_CONSEGNA 1:_
Mostra tutte le righe delle voci in cui compare la stringa "grass", tenendo conto di maiuscole e minuscole.

_TESTO DEL DOCUMENTO:_
....

G. Zigarella, La scuola è fallita

PREFAZIONE

Un modello, un progetto, uno sforzo di creatività ingegneristica, quello del Preside Zigarella, in un libro dal titolo caustico e urticante, amaro e vero.

Durante le nostre riunioni di preparazione alla pubblicazione ho avuto modo di approfondire con lui il discorso oltre queste pagine, riscoprendone la convinzione, la visione, l’utopia. Perché, sì, una scuola tutta rinnovata, organizzata, vissuta e fatta vivere esclusivamente da persone preparate ed ispirate, almeno nel breve termine, è forse davvero un’utopia.

Certamente non lo sono, invece: il perseguimento del bene degli studenti, la promozione meritocratica di discenti e docenti, la sicurezza materiale e psicologica dell’ambiente scolastico, la misurazione ponderata dei risultati, lo sblocco e la rimozione di alcuni interessi non compatibili con una buona offerta formativa.

A differenza dell’autore, non ho intrapreso altra carriera scolastica che il mio percorso di studi, durante il quale, da utente medio e insieme a molti dei miei compagni, posso dire di avere avvertito costantemente il bisogno di rinnovamento della proposta didattica, l’adeguamento di strutture e attrezzature, la riduzione degli sprechi, l’urgenza di una capacità dialogica rafforzata, sia tra noi bambini e ragazzi, sia i termini di strumenti che avrebbero dovuto essere dati o rafforzati in chi rappresentava per noi la guida e la fonte di apprendimento.

Generoso Zigarella ha lasciato la scuola in un’epoca in cui, a suo parere, tali cambiamenti, nonostante diverse riforme ed un interminabile ed interminato avvicendarsi di leggi e di ministri, non si sono ancora compiuti anzi, sono diventati più problematici e più impellenti.

....

_VOCI DA USARE:_
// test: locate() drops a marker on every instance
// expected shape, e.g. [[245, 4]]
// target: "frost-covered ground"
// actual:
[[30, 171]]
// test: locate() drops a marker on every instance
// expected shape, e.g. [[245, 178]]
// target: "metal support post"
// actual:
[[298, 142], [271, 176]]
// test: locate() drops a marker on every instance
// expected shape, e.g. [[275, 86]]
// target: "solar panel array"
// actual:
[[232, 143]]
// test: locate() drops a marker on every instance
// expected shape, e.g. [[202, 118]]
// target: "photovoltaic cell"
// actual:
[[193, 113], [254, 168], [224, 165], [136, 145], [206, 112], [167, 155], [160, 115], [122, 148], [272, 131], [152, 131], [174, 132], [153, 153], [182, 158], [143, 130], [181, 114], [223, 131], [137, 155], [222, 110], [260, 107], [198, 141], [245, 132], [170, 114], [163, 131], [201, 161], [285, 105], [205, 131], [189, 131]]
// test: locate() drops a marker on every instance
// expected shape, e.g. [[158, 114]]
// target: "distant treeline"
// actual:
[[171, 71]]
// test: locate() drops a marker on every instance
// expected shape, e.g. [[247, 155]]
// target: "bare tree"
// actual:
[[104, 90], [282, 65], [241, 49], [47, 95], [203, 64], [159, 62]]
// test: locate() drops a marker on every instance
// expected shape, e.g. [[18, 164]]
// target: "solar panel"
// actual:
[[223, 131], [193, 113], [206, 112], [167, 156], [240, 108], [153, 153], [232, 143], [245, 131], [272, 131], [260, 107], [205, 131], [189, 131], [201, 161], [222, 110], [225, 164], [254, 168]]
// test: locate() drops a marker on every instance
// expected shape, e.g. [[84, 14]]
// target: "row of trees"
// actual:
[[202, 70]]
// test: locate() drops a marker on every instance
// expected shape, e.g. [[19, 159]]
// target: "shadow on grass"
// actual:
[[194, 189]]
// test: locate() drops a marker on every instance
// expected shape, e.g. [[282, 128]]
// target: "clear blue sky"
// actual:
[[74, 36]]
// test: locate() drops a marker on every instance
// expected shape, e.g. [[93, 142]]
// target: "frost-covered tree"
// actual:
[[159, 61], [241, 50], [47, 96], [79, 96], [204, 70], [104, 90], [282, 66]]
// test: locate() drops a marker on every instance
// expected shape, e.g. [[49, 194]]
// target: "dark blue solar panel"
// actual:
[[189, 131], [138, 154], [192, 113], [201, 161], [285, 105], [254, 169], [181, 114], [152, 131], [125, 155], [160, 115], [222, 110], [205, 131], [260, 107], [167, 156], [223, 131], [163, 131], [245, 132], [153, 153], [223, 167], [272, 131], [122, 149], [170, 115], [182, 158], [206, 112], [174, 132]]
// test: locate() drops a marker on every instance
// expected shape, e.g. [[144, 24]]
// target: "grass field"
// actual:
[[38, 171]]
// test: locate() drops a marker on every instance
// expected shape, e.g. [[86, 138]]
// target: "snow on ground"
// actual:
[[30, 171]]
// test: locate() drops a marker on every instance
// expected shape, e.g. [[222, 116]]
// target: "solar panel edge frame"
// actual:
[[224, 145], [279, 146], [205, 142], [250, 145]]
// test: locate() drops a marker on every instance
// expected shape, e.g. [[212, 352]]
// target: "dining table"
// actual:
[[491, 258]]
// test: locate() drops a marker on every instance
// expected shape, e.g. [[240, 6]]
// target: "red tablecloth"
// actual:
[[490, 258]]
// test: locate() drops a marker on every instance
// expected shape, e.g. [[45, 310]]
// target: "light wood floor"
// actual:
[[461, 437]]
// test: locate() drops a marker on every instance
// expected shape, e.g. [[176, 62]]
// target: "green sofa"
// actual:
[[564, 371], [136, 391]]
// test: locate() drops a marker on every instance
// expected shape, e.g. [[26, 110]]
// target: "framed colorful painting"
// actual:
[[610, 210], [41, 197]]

....

_CONSEGNA 2:_
In base alla prefazione, indica per ciascuna affermazione se è vera o falsa, rispondendo sì o no e citando le parole decisive del testo: (a) chi scrive la prefazione ha intrapreso una carriera scolastica oltre al proprio percorso di studi; (b) la sicurezza materiale e psicologica dell’ambiente scolastico non viene considerata un’utopia; (c) Zigarella ha lasciato la scuola quando, a suo parere, i cambiamenti si erano già compiuti.

_RISPOSTA COMPLETA 1:_
// target: "shadow on grass"
// target: "grass field"

_RISPOSTA COMPLETA 2:_
(a) No: «non ho intrapreso altra carriera scolastica che il mio percorso di studi».
(b) Sì: «Certamente non lo sono, invece» e, nello stesso elenco, «la sicurezza materiale e psicologica dell’ambiente scolastico».
(c) No: «non si sono ancora compiuti».